| Record extracts |
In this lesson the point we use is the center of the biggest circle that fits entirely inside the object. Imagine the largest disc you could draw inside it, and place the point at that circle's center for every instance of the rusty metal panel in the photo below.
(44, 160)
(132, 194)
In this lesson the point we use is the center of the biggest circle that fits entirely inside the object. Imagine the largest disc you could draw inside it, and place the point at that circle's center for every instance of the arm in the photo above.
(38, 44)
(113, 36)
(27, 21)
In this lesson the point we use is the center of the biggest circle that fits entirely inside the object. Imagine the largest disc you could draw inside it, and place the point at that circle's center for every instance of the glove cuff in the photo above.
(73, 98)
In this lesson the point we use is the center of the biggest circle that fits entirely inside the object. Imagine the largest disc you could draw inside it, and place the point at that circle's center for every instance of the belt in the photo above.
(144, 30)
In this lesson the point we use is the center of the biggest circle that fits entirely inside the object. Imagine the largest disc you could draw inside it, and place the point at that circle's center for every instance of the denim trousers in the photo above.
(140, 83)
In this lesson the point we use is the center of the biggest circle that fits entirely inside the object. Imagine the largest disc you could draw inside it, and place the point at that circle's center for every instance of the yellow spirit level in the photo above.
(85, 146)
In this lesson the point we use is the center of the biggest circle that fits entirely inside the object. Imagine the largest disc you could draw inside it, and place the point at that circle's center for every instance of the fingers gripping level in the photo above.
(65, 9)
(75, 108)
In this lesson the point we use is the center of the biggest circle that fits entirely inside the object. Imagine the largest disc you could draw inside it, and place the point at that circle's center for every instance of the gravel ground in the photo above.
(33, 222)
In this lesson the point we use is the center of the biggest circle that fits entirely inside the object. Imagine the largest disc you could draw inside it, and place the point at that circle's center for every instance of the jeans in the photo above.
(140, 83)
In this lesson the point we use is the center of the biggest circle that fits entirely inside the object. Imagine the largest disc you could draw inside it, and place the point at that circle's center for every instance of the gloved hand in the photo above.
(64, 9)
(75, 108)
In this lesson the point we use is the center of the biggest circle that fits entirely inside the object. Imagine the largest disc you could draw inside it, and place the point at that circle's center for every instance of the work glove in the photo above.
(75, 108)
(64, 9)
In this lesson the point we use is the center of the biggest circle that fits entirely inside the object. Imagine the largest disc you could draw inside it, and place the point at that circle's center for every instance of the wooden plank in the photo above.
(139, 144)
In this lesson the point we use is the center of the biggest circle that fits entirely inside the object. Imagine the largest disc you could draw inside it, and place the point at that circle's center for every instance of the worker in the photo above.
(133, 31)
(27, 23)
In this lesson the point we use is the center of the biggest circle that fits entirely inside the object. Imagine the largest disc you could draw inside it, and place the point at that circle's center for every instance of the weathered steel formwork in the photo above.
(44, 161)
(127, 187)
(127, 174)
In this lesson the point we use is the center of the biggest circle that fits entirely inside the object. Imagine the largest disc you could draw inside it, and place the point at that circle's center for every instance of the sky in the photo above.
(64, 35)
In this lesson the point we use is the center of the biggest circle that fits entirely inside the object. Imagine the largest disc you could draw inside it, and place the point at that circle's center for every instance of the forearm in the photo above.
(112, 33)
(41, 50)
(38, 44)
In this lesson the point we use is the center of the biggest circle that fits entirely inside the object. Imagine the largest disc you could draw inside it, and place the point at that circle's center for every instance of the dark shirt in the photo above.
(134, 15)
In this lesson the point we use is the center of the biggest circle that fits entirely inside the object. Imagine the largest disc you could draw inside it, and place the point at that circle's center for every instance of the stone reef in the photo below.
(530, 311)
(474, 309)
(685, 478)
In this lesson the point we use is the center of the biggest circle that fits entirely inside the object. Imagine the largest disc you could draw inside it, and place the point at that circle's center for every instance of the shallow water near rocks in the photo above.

| Your objective |
Write out every line from the records above, word for word.

| Reply |
In this lesson the point we use is the center of the biggest circle that fits entirely inside the object. Imagine the largest disc you could draw inside it, and place the point at that circle's center for every instance of the rusty metal panel in the photo below.
(44, 160)
(132, 194)
In this lesson the point we use is the center of the biggest circle that fits entirely inside the object. Imagine the largest disc you could draw inside it, and place the point at that circle's center for every instance of the arm in the photo above.
(38, 44)
(113, 36)
(27, 21)
In this lesson the point we use is the center of the biggest circle that fits entirely inside the object. Imagine the largest disc you could draw inside it, and place the point at that circle's center for every instance of the glove cuff in the photo above.
(73, 98)
In this lesson the point we use is the center of the biggest circle that fits entirely inside the object. Imagine the largest disc you could draw inside it, and place the point at that circle's center for every instance of the belt in the photo above.
(144, 30)
In this lesson the point we use is the center of the biggest circle that fits entirely inside the object. Imagine the largest disc you could draw inside it, and place the point at that circle's center for every instance of the denim trousers in the photo above.
(140, 83)
In this lesson the point we use is the center of the biggest circle that fits entirely inside the object. Imagine the largest disc you could draw inside it, and place the point at that circle's center for every instance of the yellow spirit level in the photo above.
(85, 146)
In this lesson the point we use is the center of the biggest circle that fits entirely inside the object. Imagine the largest disc you could draw inside it, and place the point at that circle's center for every instance of the fingers gripping level in the photo above.
(65, 9)
(75, 108)
In this lesson the point we use is the center of the biggest circle that fits entirely inside the object. Imagine the largest disc you could draw inside it, and place the point at that circle's center for every instance of the gravel ground in the photo above.
(33, 222)
In this lesson the point we use is the center of the biggest circle that fits entirely inside the object. Imagine the largest disc you could draw inside it, and place the point at that circle's center for every instance of the jeans in the photo above.
(140, 83)
In this lesson the point we use is the center of the biggest circle that fits entirely inside the object. Imagine the largest disc you could draw inside it, and place the point at that circle's center for every instance of the gloved hand in the photo above.
(64, 9)
(75, 108)
In this lesson the point we use is the center of the biggest circle that fits entirely inside the object. Imagine the largest disc you could draw inside it, and place the point at that circle's center for every instance of the work glove in the photo above.
(75, 108)
(64, 9)
In this lesson the point we use is the center of the biggest circle that fits entirely inside the object. Imagine the largest disc you could draw inside it, and place the point at that circle's center for every instance of the wooden plank in the photo above.
(139, 144)
In this lesson the point we use is the center of the biggest circle that fits entirely inside the object. Imagine the largest disc you could draw inside it, and place the point at that circle's center for every instance of the worker in the photo above.
(133, 31)
(27, 23)
In this lesson the point we use is the center of the biggest circle that fits entirely inside the object. Imagine the largest disc you could draw inside it, and place the point at that circle's center for every instance of the weathered steel formwork in the photo above.
(44, 161)
(127, 187)
(127, 174)
In this lesson the point we use is the center of the biggest circle that fits entirely inside the object. Imagine the largest disc you could draw inside it, and place the point at that circle's center for every instance of the sky in the photo above.
(64, 35)
In this lesson the point we use is the center of the biggest circle that fits entirely inside the object. Imagine the largest disc you could draw inside it, and place the point at that circle's center for every instance of the forearm in the photo above.
(112, 33)
(41, 50)
(38, 44)
In this lesson the point we use is the center of the biggest circle that fits entirely inside the object. Imagine the largest disc you could draw inside it, and place the point at that circle's center for every instance of the dark shirt in the photo above.
(134, 15)
In this lesson the point we use is the center of the biggest circle that fits entirely inside the object. Imagine the largest disc you could draw inside it, and place the point at that circle's center for every instance of the stone reef in the photo below.
(530, 311)
(474, 309)
(685, 478)
In this lesson the point we use is the center of the biggest circle that fits entirely inside the object. Imagine the largest disc you could draw inside it, and place the point at that circle's center for every instance of the shallow water near rocks in the photo above.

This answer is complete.